• _Task brief_: Rewrite only the lines below that start with the one containing "Highlight bird's eye in the image above." and end with the one containing "[1100, 641, 1200, 755]". Change "narrow leaf" to "slender leaf" and leave everything else as it is.
## BEGIN The data
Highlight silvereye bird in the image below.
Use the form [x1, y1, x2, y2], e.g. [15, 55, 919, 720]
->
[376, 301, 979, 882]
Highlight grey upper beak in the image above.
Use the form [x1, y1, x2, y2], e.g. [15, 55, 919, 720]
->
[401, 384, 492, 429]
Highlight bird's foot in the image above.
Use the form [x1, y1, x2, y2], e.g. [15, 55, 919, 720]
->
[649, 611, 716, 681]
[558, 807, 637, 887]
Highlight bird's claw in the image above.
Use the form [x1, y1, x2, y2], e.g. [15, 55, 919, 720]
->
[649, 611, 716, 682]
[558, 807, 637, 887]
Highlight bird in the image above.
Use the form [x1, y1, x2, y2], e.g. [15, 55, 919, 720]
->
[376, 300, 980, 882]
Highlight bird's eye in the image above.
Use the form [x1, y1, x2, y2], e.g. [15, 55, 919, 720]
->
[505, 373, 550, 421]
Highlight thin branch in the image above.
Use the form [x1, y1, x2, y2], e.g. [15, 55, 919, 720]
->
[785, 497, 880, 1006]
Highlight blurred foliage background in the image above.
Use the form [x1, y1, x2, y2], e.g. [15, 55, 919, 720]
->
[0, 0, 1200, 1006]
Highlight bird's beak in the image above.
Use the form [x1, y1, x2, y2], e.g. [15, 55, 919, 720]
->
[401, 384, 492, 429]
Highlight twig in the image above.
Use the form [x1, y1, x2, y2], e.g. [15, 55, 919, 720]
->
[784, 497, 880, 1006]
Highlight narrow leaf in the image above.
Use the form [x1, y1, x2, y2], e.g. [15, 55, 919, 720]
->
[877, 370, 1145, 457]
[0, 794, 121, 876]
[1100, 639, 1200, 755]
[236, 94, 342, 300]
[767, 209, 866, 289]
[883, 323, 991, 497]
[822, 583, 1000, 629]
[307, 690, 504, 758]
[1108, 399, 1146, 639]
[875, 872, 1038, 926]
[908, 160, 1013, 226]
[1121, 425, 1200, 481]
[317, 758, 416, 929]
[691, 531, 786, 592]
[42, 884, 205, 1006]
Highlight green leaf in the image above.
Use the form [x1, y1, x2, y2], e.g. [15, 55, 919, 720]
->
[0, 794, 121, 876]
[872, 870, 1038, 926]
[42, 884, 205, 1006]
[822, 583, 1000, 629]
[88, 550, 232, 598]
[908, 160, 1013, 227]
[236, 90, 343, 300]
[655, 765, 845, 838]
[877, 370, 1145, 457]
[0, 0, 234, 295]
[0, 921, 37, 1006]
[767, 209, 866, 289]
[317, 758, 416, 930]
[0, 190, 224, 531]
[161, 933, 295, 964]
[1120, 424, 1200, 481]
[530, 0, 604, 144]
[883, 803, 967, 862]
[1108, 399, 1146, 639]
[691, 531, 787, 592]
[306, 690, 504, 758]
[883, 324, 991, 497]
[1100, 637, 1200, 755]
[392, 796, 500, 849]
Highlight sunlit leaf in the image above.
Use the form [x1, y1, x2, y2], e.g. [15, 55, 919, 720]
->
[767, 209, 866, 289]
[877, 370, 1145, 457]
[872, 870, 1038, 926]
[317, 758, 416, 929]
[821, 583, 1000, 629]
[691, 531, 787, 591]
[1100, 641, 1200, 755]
## END The data
## BEGIN The data
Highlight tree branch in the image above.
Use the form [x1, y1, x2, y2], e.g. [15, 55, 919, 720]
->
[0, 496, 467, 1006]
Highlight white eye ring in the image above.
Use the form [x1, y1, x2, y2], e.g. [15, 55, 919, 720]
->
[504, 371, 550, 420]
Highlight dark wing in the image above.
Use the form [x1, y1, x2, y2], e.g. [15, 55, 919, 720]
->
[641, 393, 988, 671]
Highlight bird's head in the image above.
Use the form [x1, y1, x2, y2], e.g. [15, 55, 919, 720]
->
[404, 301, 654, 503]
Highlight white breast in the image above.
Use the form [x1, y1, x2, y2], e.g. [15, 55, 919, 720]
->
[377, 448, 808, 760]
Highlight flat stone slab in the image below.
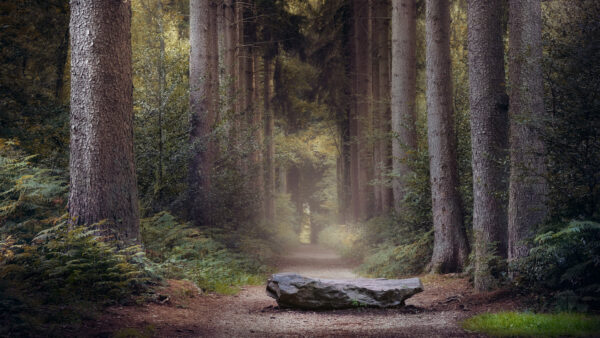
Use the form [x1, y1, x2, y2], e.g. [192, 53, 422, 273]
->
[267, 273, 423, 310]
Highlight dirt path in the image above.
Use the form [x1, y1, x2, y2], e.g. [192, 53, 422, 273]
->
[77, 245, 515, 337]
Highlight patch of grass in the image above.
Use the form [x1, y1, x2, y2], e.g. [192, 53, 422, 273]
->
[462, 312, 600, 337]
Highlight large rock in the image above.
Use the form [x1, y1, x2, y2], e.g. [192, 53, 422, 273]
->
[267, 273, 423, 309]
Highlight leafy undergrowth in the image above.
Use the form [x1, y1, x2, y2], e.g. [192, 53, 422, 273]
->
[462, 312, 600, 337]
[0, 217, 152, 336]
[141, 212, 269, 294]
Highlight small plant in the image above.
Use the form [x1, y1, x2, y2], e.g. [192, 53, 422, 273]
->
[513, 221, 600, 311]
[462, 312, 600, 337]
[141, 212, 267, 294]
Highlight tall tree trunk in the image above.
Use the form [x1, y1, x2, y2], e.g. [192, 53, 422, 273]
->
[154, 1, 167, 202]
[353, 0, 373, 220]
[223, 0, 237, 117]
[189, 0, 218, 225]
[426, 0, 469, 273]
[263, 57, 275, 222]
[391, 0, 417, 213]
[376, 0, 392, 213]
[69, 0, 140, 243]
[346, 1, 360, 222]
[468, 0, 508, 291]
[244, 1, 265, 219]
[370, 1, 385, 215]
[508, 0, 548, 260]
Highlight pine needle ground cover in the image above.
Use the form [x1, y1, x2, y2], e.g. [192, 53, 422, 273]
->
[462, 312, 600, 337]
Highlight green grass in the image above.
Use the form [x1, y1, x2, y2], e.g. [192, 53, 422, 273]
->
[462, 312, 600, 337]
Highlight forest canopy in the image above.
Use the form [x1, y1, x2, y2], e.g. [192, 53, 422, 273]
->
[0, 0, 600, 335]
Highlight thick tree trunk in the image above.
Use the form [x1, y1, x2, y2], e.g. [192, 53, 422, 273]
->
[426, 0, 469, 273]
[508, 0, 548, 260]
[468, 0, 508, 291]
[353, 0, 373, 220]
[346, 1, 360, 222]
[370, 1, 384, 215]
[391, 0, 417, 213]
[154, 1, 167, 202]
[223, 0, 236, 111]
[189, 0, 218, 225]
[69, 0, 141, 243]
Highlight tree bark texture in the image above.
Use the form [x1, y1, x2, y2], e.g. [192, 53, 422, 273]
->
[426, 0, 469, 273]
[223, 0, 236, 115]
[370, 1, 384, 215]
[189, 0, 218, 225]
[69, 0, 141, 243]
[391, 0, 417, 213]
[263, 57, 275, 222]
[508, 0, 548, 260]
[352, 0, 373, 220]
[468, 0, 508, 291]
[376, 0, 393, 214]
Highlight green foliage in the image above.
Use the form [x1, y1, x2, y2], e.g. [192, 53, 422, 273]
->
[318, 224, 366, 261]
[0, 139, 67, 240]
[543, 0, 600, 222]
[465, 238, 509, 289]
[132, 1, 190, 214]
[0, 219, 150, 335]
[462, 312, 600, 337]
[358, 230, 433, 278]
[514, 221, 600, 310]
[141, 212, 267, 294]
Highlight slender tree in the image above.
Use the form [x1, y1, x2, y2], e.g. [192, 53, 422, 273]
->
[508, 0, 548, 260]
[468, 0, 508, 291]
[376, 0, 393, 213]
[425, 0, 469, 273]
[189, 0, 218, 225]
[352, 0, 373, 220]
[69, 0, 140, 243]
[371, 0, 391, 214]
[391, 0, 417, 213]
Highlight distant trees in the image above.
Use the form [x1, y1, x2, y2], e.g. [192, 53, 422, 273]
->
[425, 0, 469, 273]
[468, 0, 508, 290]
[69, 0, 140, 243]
## END The data
• _Task solution_:
Highlight bird's eye in the image above.
Use the form [x1, y1, x2, y2], e.g. [15, 55, 919, 720]
->
[505, 373, 550, 421]
Highlight thin branch in the image above.
Use the form [x1, y1, x2, y2], e.g. [15, 55, 919, 720]
->
[785, 497, 880, 1006]
Highlight blurred foliage background in the image above.
Use the form [x1, y1, x2, y2], e.g. [15, 55, 919, 720]
->
[0, 0, 1200, 1006]
Highlight bird's beak in the image above.
Use the form [x1, y1, x2, y2], e.g. [15, 55, 919, 720]
->
[401, 384, 492, 429]
Highlight twig in the image above.
Use the form [x1, y1, x2, y2], e.g. [15, 55, 919, 720]
->
[784, 497, 880, 1006]
Highlight slender leaf in the image above.
Use the form [x1, y1, x2, y2], e.g. [15, 55, 919, 720]
->
[877, 370, 1145, 457]
[0, 794, 121, 876]
[1100, 639, 1200, 755]
[236, 94, 342, 300]
[767, 209, 866, 289]
[883, 323, 991, 497]
[822, 583, 1000, 629]
[307, 690, 504, 758]
[1108, 399, 1146, 639]
[875, 872, 1038, 926]
[908, 160, 1013, 226]
[1121, 425, 1200, 481]
[317, 758, 416, 929]
[691, 531, 786, 592]
[42, 884, 205, 1006]
Highlight green leaf in the image above.
Use the form [x1, y1, x2, y2], e.g. [15, 55, 919, 720]
->
[0, 794, 121, 876]
[872, 870, 1038, 926]
[42, 884, 205, 1006]
[822, 583, 1000, 629]
[88, 550, 232, 598]
[908, 160, 1013, 227]
[236, 90, 343, 300]
[655, 765, 845, 838]
[877, 370, 1145, 457]
[0, 0, 234, 295]
[0, 921, 37, 1006]
[767, 209, 866, 289]
[317, 758, 416, 930]
[0, 190, 224, 531]
[161, 933, 295, 964]
[1120, 424, 1200, 481]
[530, 0, 604, 144]
[883, 803, 967, 862]
[1108, 399, 1146, 639]
[691, 531, 787, 592]
[306, 690, 504, 758]
[883, 324, 991, 497]
[1100, 637, 1200, 755]
[392, 796, 500, 849]
Highlight sunlit leaf in the image above.
Use the form [x1, y1, x2, y2], e.g. [15, 55, 919, 720]
->
[767, 209, 866, 289]
[877, 370, 1145, 457]
[872, 870, 1038, 926]
[317, 758, 416, 929]
[821, 583, 1000, 629]
[691, 531, 787, 591]
[1100, 641, 1200, 755]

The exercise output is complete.